>> start EXERCISE INPUT

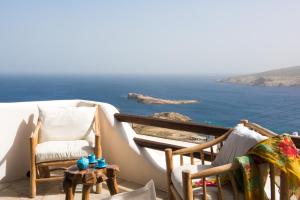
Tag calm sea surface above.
[0,75,300,133]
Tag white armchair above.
[30,106,102,197]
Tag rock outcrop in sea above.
[132,112,206,143]
[221,66,300,87]
[128,93,198,104]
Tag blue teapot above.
[76,157,89,170]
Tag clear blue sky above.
[0,0,300,75]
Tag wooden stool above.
[63,165,119,200]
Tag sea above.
[0,75,300,133]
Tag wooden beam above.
[133,138,211,160]
[115,113,229,136]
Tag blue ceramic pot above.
[77,157,89,170]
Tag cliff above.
[221,66,300,87]
[128,93,198,104]
[132,112,206,143]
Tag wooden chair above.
[30,106,102,198]
[165,120,287,200]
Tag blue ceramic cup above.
[76,157,89,170]
[97,158,107,168]
[88,154,97,163]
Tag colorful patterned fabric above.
[235,135,300,200]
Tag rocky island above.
[132,112,206,143]
[221,66,300,87]
[128,93,198,104]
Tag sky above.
[0,0,300,75]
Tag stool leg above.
[82,185,93,200]
[96,183,102,194]
[63,180,76,200]
[106,168,119,195]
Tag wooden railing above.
[115,113,229,136]
[114,113,300,150]
[115,113,229,160]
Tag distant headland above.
[221,66,300,87]
[128,93,199,104]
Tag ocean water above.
[0,75,300,133]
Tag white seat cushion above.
[104,180,156,200]
[171,165,243,199]
[39,106,96,143]
[212,124,267,166]
[36,140,94,163]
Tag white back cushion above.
[39,106,96,143]
[104,180,156,200]
[212,124,267,166]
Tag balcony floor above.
[0,179,167,200]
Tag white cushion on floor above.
[36,140,94,163]
[212,124,267,166]
[171,165,243,200]
[104,180,156,200]
[39,106,96,143]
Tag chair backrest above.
[212,123,267,166]
[39,106,97,143]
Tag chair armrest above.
[191,163,239,179]
[94,106,102,158]
[173,129,232,155]
[29,121,42,161]
[30,121,42,141]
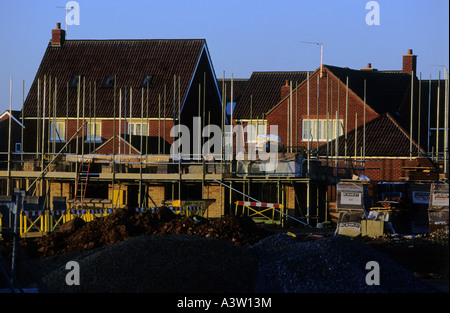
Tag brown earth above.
[10,208,272,259]
[0,208,449,292]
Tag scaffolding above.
[0,66,448,231]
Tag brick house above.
[11,23,227,212]
[23,24,221,154]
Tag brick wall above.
[267,69,378,149]
[204,185,225,218]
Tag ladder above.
[73,160,91,209]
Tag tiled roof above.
[319,113,424,157]
[24,39,206,117]
[324,65,411,114]
[217,78,249,102]
[233,72,307,119]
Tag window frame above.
[302,118,344,142]
[49,121,66,142]
[86,122,102,142]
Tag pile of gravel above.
[29,235,257,293]
[249,234,435,293]
[25,233,435,293]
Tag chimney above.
[281,79,291,100]
[50,23,66,47]
[402,49,417,75]
[360,63,377,72]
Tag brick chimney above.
[50,23,66,47]
[281,80,291,100]
[360,63,377,72]
[402,49,417,75]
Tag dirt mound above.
[21,208,271,258]
[33,235,257,293]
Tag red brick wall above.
[267,69,378,149]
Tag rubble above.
[21,208,271,258]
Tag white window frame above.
[128,122,148,136]
[86,122,102,142]
[246,120,267,143]
[49,121,66,142]
[302,118,344,142]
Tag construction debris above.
[16,207,271,258]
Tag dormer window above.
[69,75,84,88]
[103,75,116,88]
[141,75,153,87]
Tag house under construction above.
[0,24,448,235]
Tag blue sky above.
[0,0,449,113]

>> end EXERCISE INPUT

__CHALLENGE__
Arrange the listing above as a Markdown table with the columns Row and Line, giving each non-blank line its own numbered row. Leave the pictures out of the answer.

__THE OUTPUT__
| Row | Line |
|---|---|
| 1 | Tag calm sea surface above. |
| 2 | [0,75,300,133] |
| 3 | Tag white armchair above. |
| 4 | [30,106,102,197] |
| 5 | Tag rock outcrop in sea above. |
| 6 | [132,112,206,143] |
| 7 | [221,66,300,87] |
| 8 | [128,93,198,104] |
| 9 | Tag blue teapot above. |
| 10 | [76,157,89,170] |
| 11 | Tag clear blue sky above. |
| 12 | [0,0,300,75] |
| 13 | Tag wooden stool above. |
| 14 | [63,165,119,200] |
| 15 | Tag sea above. |
| 16 | [0,75,300,133] |
| 17 | Tag wooden beam above. |
| 18 | [133,138,211,160] |
| 19 | [115,113,229,136] |
| 20 | Tag blue ceramic pot above. |
| 21 | [77,157,89,170] |
| 22 | Tag cliff above. |
| 23 | [221,66,300,87] |
| 24 | [128,93,198,104] |
| 25 | [132,112,206,143] |
| 26 | Tag wooden chair above. |
| 27 | [30,106,102,198] |
| 28 | [165,120,287,200] |
| 29 | Tag blue ceramic cup above. |
| 30 | [76,157,89,170] |
| 31 | [97,158,107,168] |
| 32 | [88,154,97,163] |
| 33 | Tag colorful patterned fabric above. |
| 34 | [235,135,300,200] |
| 35 | Tag rocky island above. |
| 36 | [132,112,206,143] |
| 37 | [221,66,300,87] |
| 38 | [128,93,198,104] |
| 39 | Tag sky above. |
| 40 | [0,0,300,75] |
| 41 | Tag stool leg above. |
| 42 | [82,185,93,200] |
| 43 | [96,183,102,194] |
| 44 | [63,180,76,200] |
| 45 | [106,168,119,195] |
| 46 | Tag wooden railing above. |
| 47 | [115,113,229,136] |
| 48 | [114,113,300,150] |
| 49 | [115,113,229,160] |
| 50 | Tag distant headland above. |
| 51 | [221,66,300,87] |
| 52 | [128,93,199,104] |
| 53 | Tag ocean water above. |
| 54 | [0,75,300,133] |
| 55 | Tag white seat cushion above. |
| 56 | [104,180,156,200] |
| 57 | [171,165,243,199] |
| 58 | [39,106,96,143] |
| 59 | [212,124,267,166] |
| 60 | [36,140,94,163] |
| 61 | Tag white back cushion above. |
| 62 | [39,106,96,143] |
| 63 | [104,180,156,200] |
| 64 | [212,124,267,166] |
| 65 | Tag balcony floor above. |
| 66 | [0,179,167,200] |
| 67 | Tag white cushion on floor above. |
| 68 | [36,140,94,163] |
| 69 | [212,124,267,166] |
| 70 | [171,165,243,200] |
| 71 | [104,180,156,200] |
| 72 | [39,106,96,143] |
| 73 | Tag chair backrest above. |
| 74 | [212,123,267,166] |
| 75 | [39,106,97,143] |
| 76 | Tag chair armrest above. |
| 77 | [191,163,239,179] |
| 78 | [94,106,102,158] |
| 79 | [173,129,232,155] |
| 80 | [29,121,42,161] |
| 81 | [30,121,42,141] |
| 82 | Tag brown earth above. |
| 83 | [10,208,272,259] |
| 84 | [0,208,449,292] |
| 85 | Tag scaffolding above. |
| 86 | [0,66,448,231] |
| 87 | Tag brick house above. |
| 88 | [11,23,227,212] |
| 89 | [23,24,221,154] |
| 90 | Tag brick wall above. |
| 91 | [267,69,378,149] |
| 92 | [204,185,225,218] |
| 93 | Tag ladder above. |
| 94 | [73,160,91,209] |
| 95 | Tag tiled roof above. |
| 96 | [319,113,424,157] |
| 97 | [24,39,206,117] |
| 98 | [324,65,411,114] |
| 99 | [217,78,249,102] |
| 100 | [233,72,307,119] |
| 101 | Tag window frame above. |
| 102 | [302,118,344,142] |
| 103 | [49,121,66,142] |
| 104 | [86,122,102,142] |
| 105 | Tag pile of gravel above. |
| 106 | [29,235,257,293] |
| 107 | [249,234,435,293] |
| 108 | [25,233,435,293] |
| 109 | Tag chimney above. |
| 110 | [281,79,291,100] |
| 111 | [50,23,66,47] |
| 112 | [402,49,417,75] |
| 113 | [360,63,377,72] |
| 114 | Tag brick chimney above. |
| 115 | [50,23,66,47] |
| 116 | [281,80,291,100] |
| 117 | [360,63,377,72] |
| 118 | [402,49,417,75] |
| 119 | Tag dirt mound above. |
| 120 | [21,208,271,258] |
| 121 | [33,235,257,293] |
| 122 | Tag red brick wall above. |
| 123 | [267,69,378,149] |
| 124 | Tag rubble above. |
| 125 | [21,208,271,258] |
| 126 | Tag white window frame above. |
| 127 | [128,122,148,136] |
| 128 | [86,122,102,142] |
| 129 | [246,120,267,143] |
| 130 | [49,121,66,142] |
| 131 | [302,118,344,142] |
| 132 | Tag construction debris above. |
| 133 | [16,207,271,258] |
| 134 | Tag dormer window above. |
| 135 | [69,75,84,88] |
| 136 | [103,75,116,88] |
| 137 | [141,75,153,87] |
| 138 | Tag house under construction above. |
| 139 | [0,24,448,235] |
| 140 | Tag blue sky above. |
| 141 | [0,0,449,113] |